* **Reading text**
::::::::

# Goat browsing on the trail - poisonous plants



## gretchbr (Jul 23, 2012)

Hey - I've been continuing to take our pack-goat-in-training out on the trail to practice hiking. He does well (even after his traumatic fall off the trail and getting swept down the creek in the spring), but I'm worried about his tendency to munch anything and everything along the way. I'm especially concerned about his fondness for rhododendron, which we have a lot of along the trails here in W. Oregon. He loves grabbing and eating rhody leaves along the way and, according to books, they are poisonous. So far, he doesn't seem to have suffered any ill effects, so I'm wondering if I should stop trying to monitor him to keep him from eating them. What do you all do? It's really hard to try to watch everything that he grabs to eat along the way!


----------



## TDG-Farms (Jul 12, 2013)

Rhodies will make him very sick if he eats enough of em. At least the kind you would plant around your house. It doesnt take to much and they start to puking all over the place. The farm we worked on had 8 rhodies out front and each time the goats got out and ate em down, they would get terribly sick. Nothing as gross smelling as goat puke.


----------



## Saltlick (Jun 12, 2011)

I would be very careful about the Rhodies, not worth the risk, really. You can use a goat/sheep muzzle for him in areas that have lots of those plants. They hate wearing them, but it's better than a dead goat. When I first started hiking with mine two summers ago, I was very paranoid about poisonous plants and my inability to identify them all, and probably made the goats wear the muzzles too often. Now I've relaxed a lot after realizing it usually takes more than a bite or two to poison them, but Rhodies (Azaleas of any kind, Mountain Laurel or anything with green waxy azalea-type leaves) I just don't take a chance on.


----------



## suman (Aug 26, 2013)

My daughter lost a dog to a rattle snake a couple years ago just right up Neff's canyon. The place is crawling with hikers and snakes. It's a wonder more people don't get hurt.


----------

::::::::

* **Data excerpt**
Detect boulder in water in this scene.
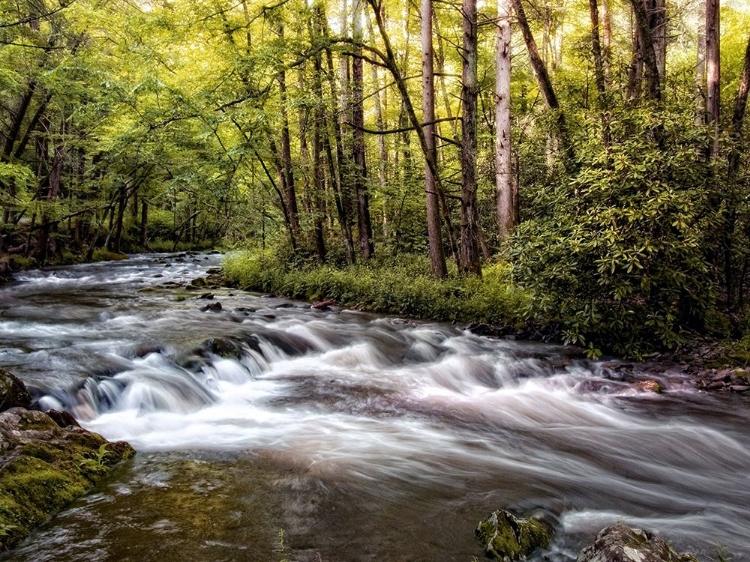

::::::::

* **Aim of the task**
In the thread on goat browsing along the trail, what does Saltlick suggest putting on the goat in areas with lots of rhododendrons?

* **Completed exercise**
A goat/sheep muzzle.